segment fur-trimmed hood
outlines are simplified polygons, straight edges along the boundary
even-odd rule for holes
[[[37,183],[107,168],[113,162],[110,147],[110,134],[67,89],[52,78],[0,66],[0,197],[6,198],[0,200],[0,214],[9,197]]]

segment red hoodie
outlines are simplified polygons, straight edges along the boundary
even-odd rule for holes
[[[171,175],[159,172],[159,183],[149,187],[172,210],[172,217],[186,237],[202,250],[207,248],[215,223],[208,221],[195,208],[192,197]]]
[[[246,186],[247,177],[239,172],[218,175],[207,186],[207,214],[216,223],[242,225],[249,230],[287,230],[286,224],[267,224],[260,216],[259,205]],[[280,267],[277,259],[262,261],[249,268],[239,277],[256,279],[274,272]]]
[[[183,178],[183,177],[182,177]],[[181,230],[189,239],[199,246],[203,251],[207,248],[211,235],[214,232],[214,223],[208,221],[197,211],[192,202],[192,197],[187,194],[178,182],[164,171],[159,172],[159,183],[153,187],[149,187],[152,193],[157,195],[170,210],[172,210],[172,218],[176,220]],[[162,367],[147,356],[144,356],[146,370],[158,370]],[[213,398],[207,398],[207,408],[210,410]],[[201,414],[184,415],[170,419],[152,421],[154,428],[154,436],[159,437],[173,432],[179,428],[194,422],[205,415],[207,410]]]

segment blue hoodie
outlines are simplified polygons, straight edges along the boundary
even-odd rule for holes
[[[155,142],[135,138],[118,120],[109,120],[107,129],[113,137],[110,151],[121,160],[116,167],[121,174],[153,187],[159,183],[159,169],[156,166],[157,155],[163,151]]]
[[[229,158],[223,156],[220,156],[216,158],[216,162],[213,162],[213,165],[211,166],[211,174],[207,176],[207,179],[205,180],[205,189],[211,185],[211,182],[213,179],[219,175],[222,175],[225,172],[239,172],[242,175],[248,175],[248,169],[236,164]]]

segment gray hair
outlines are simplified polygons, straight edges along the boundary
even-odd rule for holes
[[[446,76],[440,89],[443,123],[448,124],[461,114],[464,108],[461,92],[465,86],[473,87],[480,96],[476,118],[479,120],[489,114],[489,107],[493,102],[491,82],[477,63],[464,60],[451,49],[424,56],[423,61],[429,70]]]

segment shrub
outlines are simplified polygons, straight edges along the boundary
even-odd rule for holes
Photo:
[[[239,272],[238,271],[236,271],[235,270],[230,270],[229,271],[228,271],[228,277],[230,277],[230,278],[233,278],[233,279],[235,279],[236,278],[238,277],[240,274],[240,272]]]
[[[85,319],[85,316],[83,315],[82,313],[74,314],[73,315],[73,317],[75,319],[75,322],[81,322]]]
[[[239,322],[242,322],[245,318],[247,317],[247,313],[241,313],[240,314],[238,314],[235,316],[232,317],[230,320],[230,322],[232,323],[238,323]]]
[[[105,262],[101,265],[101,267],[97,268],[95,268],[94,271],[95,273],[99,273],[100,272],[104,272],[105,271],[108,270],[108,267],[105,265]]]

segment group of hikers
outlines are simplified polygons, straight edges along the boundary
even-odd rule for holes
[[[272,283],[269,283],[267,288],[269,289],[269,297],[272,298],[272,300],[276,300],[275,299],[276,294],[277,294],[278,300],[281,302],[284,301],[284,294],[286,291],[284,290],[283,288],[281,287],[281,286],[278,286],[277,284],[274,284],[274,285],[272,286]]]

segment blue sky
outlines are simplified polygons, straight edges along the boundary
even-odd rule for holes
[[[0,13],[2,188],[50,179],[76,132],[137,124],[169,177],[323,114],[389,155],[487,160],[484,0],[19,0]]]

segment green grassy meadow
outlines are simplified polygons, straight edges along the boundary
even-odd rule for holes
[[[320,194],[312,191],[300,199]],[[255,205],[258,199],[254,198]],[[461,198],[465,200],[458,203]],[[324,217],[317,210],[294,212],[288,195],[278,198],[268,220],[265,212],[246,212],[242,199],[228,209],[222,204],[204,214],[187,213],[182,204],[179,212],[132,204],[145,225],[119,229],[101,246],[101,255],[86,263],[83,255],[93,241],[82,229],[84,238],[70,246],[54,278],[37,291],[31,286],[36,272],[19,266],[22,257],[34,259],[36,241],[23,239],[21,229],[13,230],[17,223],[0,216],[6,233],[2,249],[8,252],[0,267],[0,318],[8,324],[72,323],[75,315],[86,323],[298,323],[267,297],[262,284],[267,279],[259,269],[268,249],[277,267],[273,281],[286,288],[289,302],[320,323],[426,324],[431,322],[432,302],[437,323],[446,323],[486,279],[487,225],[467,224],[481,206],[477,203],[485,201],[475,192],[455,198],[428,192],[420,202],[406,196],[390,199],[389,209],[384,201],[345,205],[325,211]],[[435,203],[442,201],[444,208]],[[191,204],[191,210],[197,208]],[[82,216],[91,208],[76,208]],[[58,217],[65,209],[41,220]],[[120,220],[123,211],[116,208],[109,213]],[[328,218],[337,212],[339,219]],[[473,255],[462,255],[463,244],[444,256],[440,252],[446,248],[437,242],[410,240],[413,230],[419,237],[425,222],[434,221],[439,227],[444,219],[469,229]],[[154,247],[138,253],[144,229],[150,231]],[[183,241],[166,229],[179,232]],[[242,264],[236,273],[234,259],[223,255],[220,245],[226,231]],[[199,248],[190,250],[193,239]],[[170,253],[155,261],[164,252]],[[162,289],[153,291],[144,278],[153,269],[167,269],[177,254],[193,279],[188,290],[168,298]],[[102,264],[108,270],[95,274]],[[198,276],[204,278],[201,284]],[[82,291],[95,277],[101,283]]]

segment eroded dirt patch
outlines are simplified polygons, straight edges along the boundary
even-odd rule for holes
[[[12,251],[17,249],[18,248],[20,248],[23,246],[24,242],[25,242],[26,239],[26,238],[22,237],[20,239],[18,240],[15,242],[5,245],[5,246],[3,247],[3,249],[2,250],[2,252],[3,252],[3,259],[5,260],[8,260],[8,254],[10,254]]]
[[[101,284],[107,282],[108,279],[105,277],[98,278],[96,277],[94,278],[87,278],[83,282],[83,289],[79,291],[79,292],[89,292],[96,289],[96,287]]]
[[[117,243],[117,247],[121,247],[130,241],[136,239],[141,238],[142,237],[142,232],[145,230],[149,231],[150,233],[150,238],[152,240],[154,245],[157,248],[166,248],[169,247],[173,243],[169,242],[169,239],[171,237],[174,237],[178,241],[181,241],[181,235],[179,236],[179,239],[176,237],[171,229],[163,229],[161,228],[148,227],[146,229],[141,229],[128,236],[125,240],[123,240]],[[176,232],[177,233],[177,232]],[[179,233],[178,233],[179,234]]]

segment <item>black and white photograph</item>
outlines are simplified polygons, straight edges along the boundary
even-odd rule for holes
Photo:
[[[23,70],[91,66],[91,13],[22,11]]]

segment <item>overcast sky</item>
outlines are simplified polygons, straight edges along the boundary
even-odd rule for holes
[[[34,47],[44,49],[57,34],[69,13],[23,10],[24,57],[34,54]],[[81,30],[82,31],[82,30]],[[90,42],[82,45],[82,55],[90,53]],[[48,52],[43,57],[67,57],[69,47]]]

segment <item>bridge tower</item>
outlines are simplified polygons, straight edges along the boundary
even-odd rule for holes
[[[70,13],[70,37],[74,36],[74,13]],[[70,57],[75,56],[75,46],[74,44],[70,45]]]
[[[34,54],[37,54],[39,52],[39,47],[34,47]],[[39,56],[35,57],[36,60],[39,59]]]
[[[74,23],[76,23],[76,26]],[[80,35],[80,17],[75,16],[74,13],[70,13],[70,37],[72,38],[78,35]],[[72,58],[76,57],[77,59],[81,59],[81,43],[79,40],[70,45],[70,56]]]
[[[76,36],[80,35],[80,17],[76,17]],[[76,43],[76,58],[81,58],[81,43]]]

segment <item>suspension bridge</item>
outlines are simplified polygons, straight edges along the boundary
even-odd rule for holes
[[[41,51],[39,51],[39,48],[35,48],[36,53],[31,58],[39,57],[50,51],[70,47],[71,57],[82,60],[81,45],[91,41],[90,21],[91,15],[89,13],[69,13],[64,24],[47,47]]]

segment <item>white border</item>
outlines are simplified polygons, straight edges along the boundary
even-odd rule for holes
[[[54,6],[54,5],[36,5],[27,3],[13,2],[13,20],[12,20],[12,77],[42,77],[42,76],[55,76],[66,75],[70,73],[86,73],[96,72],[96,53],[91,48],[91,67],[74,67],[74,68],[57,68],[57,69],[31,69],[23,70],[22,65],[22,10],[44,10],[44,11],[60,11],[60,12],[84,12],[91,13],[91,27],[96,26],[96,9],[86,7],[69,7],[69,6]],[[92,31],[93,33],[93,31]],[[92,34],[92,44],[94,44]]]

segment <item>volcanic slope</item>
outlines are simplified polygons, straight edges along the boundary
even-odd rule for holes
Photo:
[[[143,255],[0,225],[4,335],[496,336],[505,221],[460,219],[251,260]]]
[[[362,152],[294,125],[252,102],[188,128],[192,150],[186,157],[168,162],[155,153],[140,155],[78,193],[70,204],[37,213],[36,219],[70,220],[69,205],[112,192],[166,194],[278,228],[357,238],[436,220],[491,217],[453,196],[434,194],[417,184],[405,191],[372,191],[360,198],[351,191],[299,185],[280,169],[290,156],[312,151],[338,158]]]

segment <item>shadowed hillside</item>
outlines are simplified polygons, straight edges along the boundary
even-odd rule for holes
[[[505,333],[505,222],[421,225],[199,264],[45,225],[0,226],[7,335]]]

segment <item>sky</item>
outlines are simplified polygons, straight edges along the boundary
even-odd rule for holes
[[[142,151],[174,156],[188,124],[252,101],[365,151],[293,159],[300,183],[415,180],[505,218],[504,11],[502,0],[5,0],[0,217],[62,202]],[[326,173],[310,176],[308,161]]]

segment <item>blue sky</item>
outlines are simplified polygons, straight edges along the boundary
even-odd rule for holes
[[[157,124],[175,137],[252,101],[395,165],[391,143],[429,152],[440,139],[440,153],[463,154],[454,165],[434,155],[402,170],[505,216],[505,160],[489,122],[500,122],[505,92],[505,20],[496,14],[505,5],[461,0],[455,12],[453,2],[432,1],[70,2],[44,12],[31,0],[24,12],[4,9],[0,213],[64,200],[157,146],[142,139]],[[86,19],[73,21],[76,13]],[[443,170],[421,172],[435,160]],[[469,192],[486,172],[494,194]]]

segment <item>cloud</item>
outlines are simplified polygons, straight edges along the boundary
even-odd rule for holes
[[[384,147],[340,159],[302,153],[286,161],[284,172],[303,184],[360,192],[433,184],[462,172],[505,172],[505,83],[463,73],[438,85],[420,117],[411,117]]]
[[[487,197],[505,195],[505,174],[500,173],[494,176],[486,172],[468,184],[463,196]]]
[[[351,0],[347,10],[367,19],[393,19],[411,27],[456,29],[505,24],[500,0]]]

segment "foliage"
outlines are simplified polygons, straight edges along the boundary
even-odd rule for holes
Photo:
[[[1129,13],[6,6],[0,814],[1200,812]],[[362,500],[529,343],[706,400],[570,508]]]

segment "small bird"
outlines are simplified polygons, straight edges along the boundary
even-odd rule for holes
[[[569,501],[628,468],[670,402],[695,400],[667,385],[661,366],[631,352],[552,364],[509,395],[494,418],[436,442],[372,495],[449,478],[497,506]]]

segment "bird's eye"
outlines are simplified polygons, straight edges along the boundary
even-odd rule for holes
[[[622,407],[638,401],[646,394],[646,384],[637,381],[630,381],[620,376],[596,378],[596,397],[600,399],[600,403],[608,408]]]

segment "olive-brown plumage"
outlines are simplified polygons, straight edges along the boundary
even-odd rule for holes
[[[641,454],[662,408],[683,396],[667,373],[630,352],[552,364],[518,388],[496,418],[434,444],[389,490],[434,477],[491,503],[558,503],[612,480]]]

## DESCRIPTION OF THE TASK
Rewrite the listing from the line holding "segment <item>cloud</item>" through the end of the listing, inclusive, substituting "feathers" for "plumage" and leaving everything else unchanged.

## EXPECTED OUTPUT
segment <item>cloud</item>
outlines are simplified polygons, straight edges along the boundary
even-odd rule for holes
[[[384,147],[340,159],[302,153],[286,161],[284,172],[303,184],[360,192],[433,184],[462,172],[505,172],[505,83],[463,73],[438,85],[420,117],[411,117]]]
[[[487,197],[505,195],[505,174],[500,173],[494,176],[486,172],[468,184],[463,196]]]
[[[351,0],[347,10],[367,19],[393,19],[411,27],[456,29],[505,24],[500,0]]]

segment "foliage"
outlines are simplified polygons, straight edges along the boundary
even-odd rule for holes
Photo:
[[[1129,13],[6,6],[0,814],[1200,812]],[[362,500],[529,343],[706,400],[570,508]]]

segment "small bird"
outlines are simplified polygons, straight edges along the boundary
even-odd rule for holes
[[[569,501],[628,468],[670,402],[695,400],[667,385],[661,366],[631,352],[552,364],[509,395],[494,418],[436,442],[372,495],[449,478],[497,506]]]

segment "bird's eye"
outlines are simplified polygons, straight edges along the boundary
even-odd rule for holes
[[[622,407],[638,401],[646,394],[646,384],[637,381],[630,381],[620,376],[596,378],[596,397],[600,399],[600,403],[608,408]]]

segment "olive-brown feathers"
outlines are simplified polygons, straight edges along the boundary
even-odd rule for holes
[[[641,454],[662,408],[683,396],[667,373],[630,352],[552,364],[518,388],[496,418],[434,444],[389,490],[434,477],[491,503],[558,503],[612,480]]]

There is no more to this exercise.